• [Your goal]: Reproduce the data below verbatim, line for line, omitting the pictures.

::::::::

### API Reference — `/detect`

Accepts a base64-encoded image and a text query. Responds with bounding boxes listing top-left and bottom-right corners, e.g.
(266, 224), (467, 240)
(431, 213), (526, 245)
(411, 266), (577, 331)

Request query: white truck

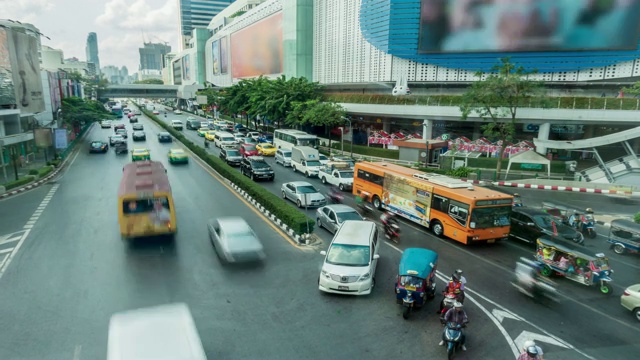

::::::::

• [Reply]:
### API Reference — `/detect`

Accepts a base64-encoded image and a text query. Responds with bounding boxes listing top-left and bottom-right corners, e.g.
(266, 224), (467, 240)
(431, 213), (526, 245)
(411, 266), (577, 331)

Request query: white truck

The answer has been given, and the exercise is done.